TEXT FOR ANALYSIS START

A Collective Voice
POWER THROUGH COMMUNITY
Coffee is a beautiful industry, but it’s also one full of contradictions and challenges. The issues facing the specialty coffee industry, and the world generally, will not be solved by individuals or single companies - but by shared goals, collaboration, and dialogue. In this piece, Dale Harris shares his experience, his perspective and his thoughts around being part of the New Zealand Tamper Tantrum event at our Auckland eatery pre-pandemic, and points to the power we all have as a collective global coffee community to affect positive change.
Coffee is a truly global product, connecting disparate places, behaviours, economies and actions around a shared goal. I fell in love with coffee, and eventually chose it as my career, not because of its flavours or for the warmth and hospitality of the café, or even for the sensation of adjusting a brewing parameter and seeing how my actions shaped the experience of a guest - but instead, because coffee is an incredible lens through which you can understand the world a little better.
The history of coffee takes us through exploration, empire, religion, democracy, The Enlightenment, and the reconstruction of Vietnam. The logistics leading coffee from a farm at origin towards an espresso in a caf. heavily rely on a complex infrastructure of road systems, ports, shipping containers and financial instruments that were non-existent sixty years ago. The social impact of coffee today allows us to clearly visualise urbanisation, gentrification, the greying of farmers and the shifting in work patterns and values for demographics of people previously unimagined. Every farm and producing region are examples of the current and increasing impact that climate change is having on livelihoods and production yields, and therefore the cost of coffee to drinkers on the other side of the world.
Coffee connects us all, but the community that views and values it in this way is small. Baristas and roasters in London, or Lima, or Auckland spend most of their time talking to customers, and very little listening to each other or working with their counterparts in other cities. And although the internet and social media have allowed greater connection than ever before, we can all probably agree that they’ve amplified marketing, broadcasting, and pretty pictures a lot more effectively than they have meaningful conversation between like-minded humans.

TEXT FOR ANALYSIS END

## INSTRUCTIONS TO FOLLOW
Reproduce the coffee community text above in full, word for word.

SUPPLIED RECORDS START

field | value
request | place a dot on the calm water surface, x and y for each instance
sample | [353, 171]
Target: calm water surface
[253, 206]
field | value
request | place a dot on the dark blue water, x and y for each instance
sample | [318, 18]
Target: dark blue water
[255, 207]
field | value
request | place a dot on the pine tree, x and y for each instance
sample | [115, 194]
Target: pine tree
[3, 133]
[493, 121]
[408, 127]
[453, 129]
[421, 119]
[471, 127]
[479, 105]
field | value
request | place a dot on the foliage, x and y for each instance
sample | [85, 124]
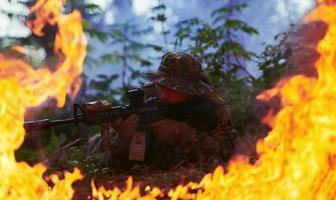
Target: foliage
[216, 44]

SUPPLIED RECORDS END

## SOLUTION FOR THIS TASK
A Collective Voice
POWER THROUGH COMMUNITY
Coffee is a beautiful industry, but it’s also one full of contradictions and challenges. The issues facing the specialty coffee industry, and the world generally, will not be solved by individuals or single companies - but by shared goals, collaboration, and dialogue. In this piece, Dale Harris shares his experience, his perspective and his thoughts around being part of the New Zealand Tamper Tantrum event at our Auckland eatery pre-pandemic, and points to the power we all have as a collective global coffee community to affect positive change.
Coffee is a truly global product, connecting disparate places, behaviours, economies and actions around a shared goal. I fell in love with coffee, and eventually chose it as my career, not because of its flavours or for the warmth and hospitality of the café, or even for the sensation of adjusting a brewing parameter and seeing how my actions shaped the experience of a guest - but instead, because coffee is an incredible lens through which you can understand the world a little better.
The history of coffee takes us through exploration, empire, religion, democracy, The Enlightenment, and the reconstruction of Vietnam. The logistics leading coffee from a farm at origin towards an espresso in a caf. heavily rely on a complex infrastructure of road systems, ports, shipping containers and financial instruments that were non-existent sixty years ago. The social impact of coffee today allows us to clearly visualise urbanisation, gentrification, the greying of farmers and the shifting in work patterns and values for demographics of people previously unimagined. Every farm and producing region are examples of the current and increasing impact that climate change is having on livelihoods and production yields, and therefore the cost of coffee to drinkers on the other side of the world.
Coffee connects us all, but the community that views and values it in this way is small. Baristas and roasters in London, or Lima, or Auckland spend most of their time talking to customers, and very little listening to each other or working with their counterparts in other cities. And although the internet and social media have allowed greater connection than ever before, we can all probably agree that they’ve amplified marketing, broadcasting, and pretty pictures a lot more effectively than they have meaningful conversation between like-minded humans.